Textauszug ▸

┌──

Einer der Songtexte, zu denen Tedi eher durch eine persönliche Geschichte inspiriert wurde, ist der von dem Stück "Liar".

Da geht es genaugenommen um einen Bekannten von mir, der ständig gelogen hat. Also nicht so wie du oder ich, die wir hin und wieder vielleicht mal eine Notlüge gelten lassen, sondern andauernd. Das war schon richtig krankhaft und ging am Ende so weit, daß er sogar dann gelogen hat, wenn man ihn nach seinem Namen fragte. Er hat sich so aus seinen ganzen Lügen eine Scheinwelt aufgebaut, die natürlich irgendwann zusammenbrechen mußte. Und diese Lügen waren zum Teil so abstrus, das konnte man ihm gar nicht mehr glauben. Diese Geschichte und diese Person waren in erster Linie die Inspiration; man kann den Text natürlich auch allgemeiner verstehen. es gibt ja sicher noch mehr Leute auf dieser Welt, die den Drang zum Lügen haben, und auf die trifft das genauso zu.

In dem Song "When the day is here" geht es dagegen offenbar um Außerirdische. Glaubst du denn an sowas?

Naja, ich würde es mal so sagen: ich glaube daran, daß es irgendwo da draußen noch anderes Leben gibt, egal in welcher Form auch immer. Vor einigen Monaten wurde ja auch auf Gesteinsbrocken vom Mars Leben entdeckt ...

Naja, Leben ist vielleicht eine etwas übertriebene Bezeichnung für ein paar organische Moleküle ...

Hundred Years (Karikatur) Aber wenn du einfach mal durchrechnest, wieviel Sonnen und Planeten es im Universum gibt, so ist es schon sehr wahrscheinlich, daß es irgendwo Leben gibt. Und ganz allgemein ist es auch so, daß, wenn wirklich Leben gefunden wird, die Informationen wohl auch nicht so an die Öffentlichkeit gelangen, wie man sich das wünscht. Wenn die Menschheit einsehen muß, daß sie gar nicht so einmalig ist, wie das über Jahrhunderte und Jahrtausende hinweg angenommen wurde, dann dürfte ja doch für etliche Leute und Institutionen eine Welt zusammenbrechen. In erster Linie natürlich für alle möglichen Religionen. Hast du von dem Massenselbstmord in L.A. gehört?

Äh, nee.

Das war so Mitte März, als der Komet Hale-Bopp gerade zu sehen war. Da gab es eine Art Sekte, die glaubte, daß sich hinter diesem Kometen ein Ufo verbirgt, das gekommen wäre, um ihre Seelen zu erretten. Also nahmen sich zwei Dutzend Leute kollektiv das Leben, um von dem Ufo eben gerettet zu werden.

Naja, nun glauben diese Leute wohl gar nichts mehr.

└──

Vorliegende Datensätze ▸
┌──

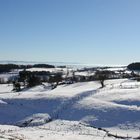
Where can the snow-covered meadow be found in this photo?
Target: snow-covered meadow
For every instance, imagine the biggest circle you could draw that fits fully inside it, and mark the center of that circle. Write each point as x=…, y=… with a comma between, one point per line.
x=71, y=111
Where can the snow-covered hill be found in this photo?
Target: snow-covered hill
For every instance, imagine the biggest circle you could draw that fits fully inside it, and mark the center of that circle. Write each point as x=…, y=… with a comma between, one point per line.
x=76, y=111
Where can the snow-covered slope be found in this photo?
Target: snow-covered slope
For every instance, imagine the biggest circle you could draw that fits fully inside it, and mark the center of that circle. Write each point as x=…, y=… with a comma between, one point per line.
x=76, y=111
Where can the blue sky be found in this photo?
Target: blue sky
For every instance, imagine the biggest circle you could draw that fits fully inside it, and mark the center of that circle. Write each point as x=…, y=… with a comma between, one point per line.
x=85, y=31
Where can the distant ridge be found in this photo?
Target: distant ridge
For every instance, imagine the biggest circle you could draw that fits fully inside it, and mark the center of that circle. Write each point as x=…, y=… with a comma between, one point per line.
x=71, y=64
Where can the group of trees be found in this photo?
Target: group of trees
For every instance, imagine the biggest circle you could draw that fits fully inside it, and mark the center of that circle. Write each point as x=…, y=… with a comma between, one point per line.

└──

Aufgabe ▸
Erklären Sie anhand des Textauszugs in ein bis drei Sätzen, warum sich die Mitglieder der dort erwähnten Sekte Mitte März das Leben nahmen.

Lösung ▸
Die Sekte glaubte, dass sich hinter dem Kometen Hale-Bopp ein Ufo verbirgt, das gekommen sei, um ihre Seelen zu erretten. Deshalb nahmen sich zwei Dutzend Mitglieder gemeinsam das Leben, um von diesem Ufo gerettet zu werden.